Her ne kadar davacı taraf, davayı istirdat davası olarak açmış ve İİK’nun 72.maddesi uyarınca istirdat davasını açma hakkı takip borçlusuna ait ise de; HMK’nun 33. maddesi gereğince ”Maddi olayları ileri sürmek taraflara, hukuki nitelendirme yapmak ve uygulanacak kanun maddelerini belirlemek hakime aittir.” İddianın ileri sürülüş şekline göre dava, sebepsiz zenginleşmeden kaynaklanan alacak davasıdır. Davacının iddiasına göre; davalı, davacının borçlu olmadığı bir parayı ödemesi ile sebepsiz zenginleşmiştir. Bu bağlamda; davalının, davacının dava açma hakkı olmadığına dair itirazının reddine karar vermek gerekmiştir.

-------------------------

(Verilen Problem 1) Kayıtlarda "Retail shelf audit — identify every twig" ifadesini içeren satırdan "268, 50, 328, 73" ifadesini içeren satıra kadar (iki uç dahil) olan satırlarda "twig" yerine "small branch" yazın. Başka hiçbir şeyi değiştirmeden yalnızca bu satırları verin.
Metin parçası ile kayıtlar ayrı kaynaklardan alınmıştır.

Etiketli kutu kayıtları:
-------------------------

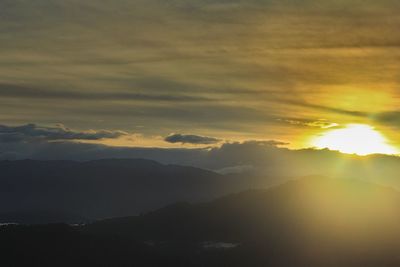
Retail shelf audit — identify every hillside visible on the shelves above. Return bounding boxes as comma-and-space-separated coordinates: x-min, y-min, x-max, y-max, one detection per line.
0, 177, 400, 267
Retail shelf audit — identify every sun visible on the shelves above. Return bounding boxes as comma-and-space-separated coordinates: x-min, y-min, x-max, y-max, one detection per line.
312, 124, 399, 156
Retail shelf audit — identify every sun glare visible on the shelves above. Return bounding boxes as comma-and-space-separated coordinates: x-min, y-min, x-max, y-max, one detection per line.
312, 124, 399, 156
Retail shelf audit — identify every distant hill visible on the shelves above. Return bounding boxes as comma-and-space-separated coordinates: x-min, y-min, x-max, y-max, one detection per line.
0, 177, 400, 267
0, 159, 274, 223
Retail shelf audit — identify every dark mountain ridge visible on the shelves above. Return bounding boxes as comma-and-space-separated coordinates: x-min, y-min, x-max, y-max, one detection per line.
0, 159, 272, 223
0, 177, 400, 267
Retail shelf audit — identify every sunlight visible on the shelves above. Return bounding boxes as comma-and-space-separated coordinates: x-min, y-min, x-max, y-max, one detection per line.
312, 124, 399, 156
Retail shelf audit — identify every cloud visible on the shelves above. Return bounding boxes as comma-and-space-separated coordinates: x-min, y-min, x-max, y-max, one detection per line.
0, 83, 212, 102
0, 124, 128, 143
0, 136, 400, 189
278, 118, 339, 129
164, 134, 222, 145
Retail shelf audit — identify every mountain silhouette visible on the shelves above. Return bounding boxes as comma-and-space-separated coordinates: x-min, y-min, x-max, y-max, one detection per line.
0, 159, 272, 223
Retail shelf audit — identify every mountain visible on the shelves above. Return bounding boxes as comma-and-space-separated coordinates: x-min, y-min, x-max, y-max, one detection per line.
0, 159, 274, 223
0, 177, 400, 267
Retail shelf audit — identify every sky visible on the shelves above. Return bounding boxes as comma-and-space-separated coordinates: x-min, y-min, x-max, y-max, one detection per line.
0, 0, 400, 155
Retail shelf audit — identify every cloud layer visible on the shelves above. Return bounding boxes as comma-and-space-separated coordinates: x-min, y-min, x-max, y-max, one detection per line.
0, 0, 400, 147
164, 134, 222, 145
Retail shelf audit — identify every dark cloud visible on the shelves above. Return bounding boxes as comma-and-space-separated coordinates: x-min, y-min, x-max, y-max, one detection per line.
0, 124, 128, 143
0, 84, 211, 102
371, 110, 400, 128
164, 134, 222, 145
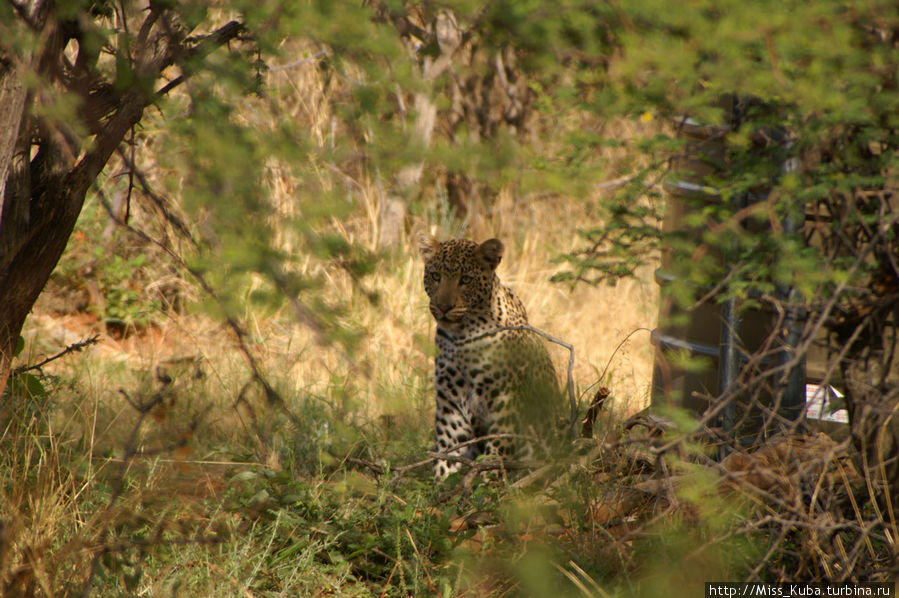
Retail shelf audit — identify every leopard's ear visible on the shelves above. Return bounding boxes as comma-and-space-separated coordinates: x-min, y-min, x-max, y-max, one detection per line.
418, 233, 440, 261
475, 239, 503, 270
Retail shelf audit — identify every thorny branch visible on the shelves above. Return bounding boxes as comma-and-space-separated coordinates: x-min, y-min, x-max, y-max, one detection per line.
12, 334, 100, 376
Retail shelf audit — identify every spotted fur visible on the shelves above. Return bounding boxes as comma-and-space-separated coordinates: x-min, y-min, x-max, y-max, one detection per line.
421, 237, 559, 479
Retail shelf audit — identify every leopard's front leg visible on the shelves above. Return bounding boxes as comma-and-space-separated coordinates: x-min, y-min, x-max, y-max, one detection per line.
434, 355, 477, 480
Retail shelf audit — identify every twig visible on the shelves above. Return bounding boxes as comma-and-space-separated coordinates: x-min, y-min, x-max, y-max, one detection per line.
12, 334, 100, 376
268, 50, 328, 73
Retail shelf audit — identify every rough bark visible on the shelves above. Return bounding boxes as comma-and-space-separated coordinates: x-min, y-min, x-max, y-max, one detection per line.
0, 7, 242, 395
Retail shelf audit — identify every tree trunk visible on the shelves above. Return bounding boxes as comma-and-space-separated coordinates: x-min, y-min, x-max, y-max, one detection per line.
0, 10, 243, 396
0, 62, 27, 396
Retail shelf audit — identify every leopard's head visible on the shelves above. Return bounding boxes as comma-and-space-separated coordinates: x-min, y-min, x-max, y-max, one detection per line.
420, 236, 503, 324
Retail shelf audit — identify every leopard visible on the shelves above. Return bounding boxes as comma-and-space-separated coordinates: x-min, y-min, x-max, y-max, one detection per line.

-------------------------

(Verilen Problem 2) Metin parçasına göre, iddianın ileri sürülüş şekli dikkate alındığında dava hangi tür davadır?

(Tam Çözüm 1)
Retail shelf audit — identify every small branch visible on the shelves above. Return bounding boxes as comma-and-space-separated coordinates: x-min, y-min, x-max, y-max, one detection per line.
12, 334, 100, 376
268, 50, 328, 73

(Tam Çözüm 2) Sebepsiz zenginleşmeden kaynaklanan alacak davasıdır.